Compito assegnato
Trascrivi fedelmente, senza cambiare nulla, le righe di tutti i record che seguono.

┄┄┄┄┄┄┄┄┄┄

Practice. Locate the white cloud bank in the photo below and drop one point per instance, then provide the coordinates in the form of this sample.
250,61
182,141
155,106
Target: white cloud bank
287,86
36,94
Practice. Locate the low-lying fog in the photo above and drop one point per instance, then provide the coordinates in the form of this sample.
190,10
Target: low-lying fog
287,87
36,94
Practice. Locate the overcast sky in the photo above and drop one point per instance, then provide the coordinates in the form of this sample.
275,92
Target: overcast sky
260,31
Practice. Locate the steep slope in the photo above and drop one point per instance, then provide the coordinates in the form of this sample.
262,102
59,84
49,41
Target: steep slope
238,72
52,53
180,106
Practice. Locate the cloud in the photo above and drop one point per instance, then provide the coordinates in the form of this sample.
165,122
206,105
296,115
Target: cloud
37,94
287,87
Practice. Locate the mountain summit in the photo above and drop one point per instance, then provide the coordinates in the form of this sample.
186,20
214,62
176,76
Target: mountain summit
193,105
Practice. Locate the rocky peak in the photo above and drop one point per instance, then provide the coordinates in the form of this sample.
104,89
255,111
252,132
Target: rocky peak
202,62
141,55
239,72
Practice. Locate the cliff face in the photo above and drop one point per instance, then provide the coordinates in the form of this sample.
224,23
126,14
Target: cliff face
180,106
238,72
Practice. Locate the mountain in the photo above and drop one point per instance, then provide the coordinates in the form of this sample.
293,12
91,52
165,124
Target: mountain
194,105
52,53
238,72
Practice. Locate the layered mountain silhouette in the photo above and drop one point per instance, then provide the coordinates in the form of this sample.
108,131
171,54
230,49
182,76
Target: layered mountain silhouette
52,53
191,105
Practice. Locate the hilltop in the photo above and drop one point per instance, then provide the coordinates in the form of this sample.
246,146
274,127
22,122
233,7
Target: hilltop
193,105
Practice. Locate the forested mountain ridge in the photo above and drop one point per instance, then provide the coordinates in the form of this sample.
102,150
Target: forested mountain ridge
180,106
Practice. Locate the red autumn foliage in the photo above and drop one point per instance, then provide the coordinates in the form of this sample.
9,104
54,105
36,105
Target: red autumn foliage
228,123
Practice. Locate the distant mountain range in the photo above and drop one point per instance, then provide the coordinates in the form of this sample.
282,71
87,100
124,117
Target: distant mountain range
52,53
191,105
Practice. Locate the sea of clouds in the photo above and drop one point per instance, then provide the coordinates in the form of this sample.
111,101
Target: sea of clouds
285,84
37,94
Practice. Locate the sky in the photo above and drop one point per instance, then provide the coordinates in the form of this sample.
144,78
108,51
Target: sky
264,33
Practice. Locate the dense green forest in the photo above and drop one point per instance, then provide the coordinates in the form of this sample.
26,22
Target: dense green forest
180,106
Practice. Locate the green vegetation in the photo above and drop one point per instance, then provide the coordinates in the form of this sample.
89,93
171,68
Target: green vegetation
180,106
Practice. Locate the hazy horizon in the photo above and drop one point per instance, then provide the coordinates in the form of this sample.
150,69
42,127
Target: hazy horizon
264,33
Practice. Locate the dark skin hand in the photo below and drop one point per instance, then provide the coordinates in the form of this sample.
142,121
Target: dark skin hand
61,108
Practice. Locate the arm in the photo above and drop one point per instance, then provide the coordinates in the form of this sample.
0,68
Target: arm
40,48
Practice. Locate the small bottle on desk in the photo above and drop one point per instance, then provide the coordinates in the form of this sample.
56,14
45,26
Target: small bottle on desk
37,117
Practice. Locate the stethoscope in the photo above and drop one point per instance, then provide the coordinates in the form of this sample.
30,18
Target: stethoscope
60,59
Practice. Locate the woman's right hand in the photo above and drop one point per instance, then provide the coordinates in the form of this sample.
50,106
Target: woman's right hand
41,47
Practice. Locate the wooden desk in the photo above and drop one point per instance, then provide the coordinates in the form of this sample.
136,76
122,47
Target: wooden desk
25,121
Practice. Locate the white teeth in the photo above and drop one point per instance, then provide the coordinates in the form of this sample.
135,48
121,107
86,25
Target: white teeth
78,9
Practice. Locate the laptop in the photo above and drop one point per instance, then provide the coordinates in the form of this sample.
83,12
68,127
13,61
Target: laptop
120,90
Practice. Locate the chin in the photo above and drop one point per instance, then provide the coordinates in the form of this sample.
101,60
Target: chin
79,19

┄┄┄┄┄┄┄┄┄┄

Soluzione
Practice. Locate the white cloud bank in the photo below and drop one point per instance, then provide the coordinates in the form of this sample.
250,61
182,141
155,106
Target: white cloud bank
287,86
36,94
Practice. Locate the low-lying fog in the photo above and drop one point per instance, then provide the coordinates in the form of this sample.
190,10
Target: low-lying fog
287,87
36,94
Practice. Locate the overcast sky in the photo above and drop one point per instance, then provide the coordinates in the form of this sample.
275,92
Target: overcast sky
260,31
Practice. Locate the steep slope in the photo above and drop one point per instance, then provide the coordinates in the form of this sample.
262,102
59,84
49,41
Target: steep slope
238,72
52,53
180,106
Practice. Locate the cloud in the photo above and drop one point per instance, then provide the coordinates in the form of this sample.
165,122
206,105
296,115
Target: cloud
37,94
287,87
Practice. Locate the mountain summit in the photo above and drop one point per instance, then provide the coordinates in the form of this sample.
186,20
214,62
176,76
Target: mountain summit
193,105
Practice. Locate the rocky peak in the photo above and drop one point per instance, then provide the coordinates in the form of this sample.
104,89
255,111
252,132
Target: rocky peak
202,62
141,55
239,72
Practice. Locate the cliff face in the photo above and drop one point per instance, then provide the coordinates in the form of this sample.
224,23
126,14
Target: cliff face
180,106
238,72
Practice. Locate the mountain in the photo above and drop one point per instance, then provide the coordinates in the form of this sample.
293,12
91,52
165,124
Target: mountain
194,105
52,53
238,72
Practice. Locate the layered mountain silhouette in the photo above and drop one point per instance, then provide the coordinates in the form of this sample.
108,131
171,54
230,49
182,76
Target: layered mountain silhouette
52,53
191,105
Practice. Locate the hilltop in the photo above and drop one point per instance, then provide the coordinates in the form of this sample.
246,146
274,127
22,122
233,7
Target: hilltop
193,105
Practice. Locate the forested mountain ridge in the photo above and drop one point per instance, then provide the coordinates in the form of this sample.
102,150
Target: forested mountain ridge
180,106
Practice. Locate the red autumn foliage in the photo above and drop one point per instance, then provide the coordinates in the form of this sample.
9,104
54,105
36,105
Target: red autumn foliage
228,123
Practice. Locate the distant mountain range in the photo above and drop one point per instance, then provide the coordinates in the form of this sample.
282,71
87,100
124,117
Target: distant mountain range
52,53
191,105
Practice. Locate the sea of clouds in the photo above and drop one point per instance, then provide the coordinates in the form of this sample.
111,101
Target: sea of clouds
285,84
37,94
Practice. Locate the sky in the photo above and drop one point per instance, then provide the coordinates in the form of this sample.
144,78
108,51
Target: sky
264,33
Practice. Locate the dense green forest in the photo above and drop one point per instance, then provide the coordinates in the form of this sample.
26,22
Target: dense green forest
180,106
Practice. Locate the green vegetation in the photo above and drop one point per instance, then provide the coordinates in the form of this sample.
89,93
171,68
Target: green vegetation
180,106
Practice. Locate the hazy horizon in the photo above and drop one point per instance, then provide the coordinates in the form of this sample.
150,69
42,127
Target: hazy horizon
264,33
Practice. Locate the dark skin hand in the photo below and drop one point per instance, then provide the coordinates in the form of this sample.
142,121
Target: dark skin hand
61,108
Practice. Locate the arm in the photo above and drop one point per instance, then provide the coordinates in the form of this sample.
0,68
Target: arm
40,48
Practice. Locate the small bottle on desk in the photo above and drop one point per instance, then provide the coordinates in the form of this sample.
56,14
45,26
Target: small bottle on desk
37,117
Practice. Locate the stethoscope in the photo above and drop one point per instance, then provide the coordinates in the form of this sample.
30,18
Target: stethoscope
60,59
Practice. Locate the woman's right hand in the photo above and drop one point per instance, then provide the coordinates in the form of this sample.
50,106
Target: woman's right hand
41,47
Practice. Locate the wooden desk in the photo above and drop one point per instance, then provide the coordinates in the form of this sample.
136,76
122,47
Target: wooden desk
25,121
Practice. Locate the white teeth in the photo above and drop one point per instance, then provide the coordinates in the form of this sample.
135,48
121,107
86,25
Target: white teeth
78,9
Practice. Locate the laptop in the photo above and drop one point per instance, then provide the coordinates in the form of this sample.
83,12
68,127
13,61
Target: laptop
120,90
Practice. Locate the chin in the photo above and drop one point per instance, then provide the coordinates in the form of this sample.
101,60
Target: chin
79,19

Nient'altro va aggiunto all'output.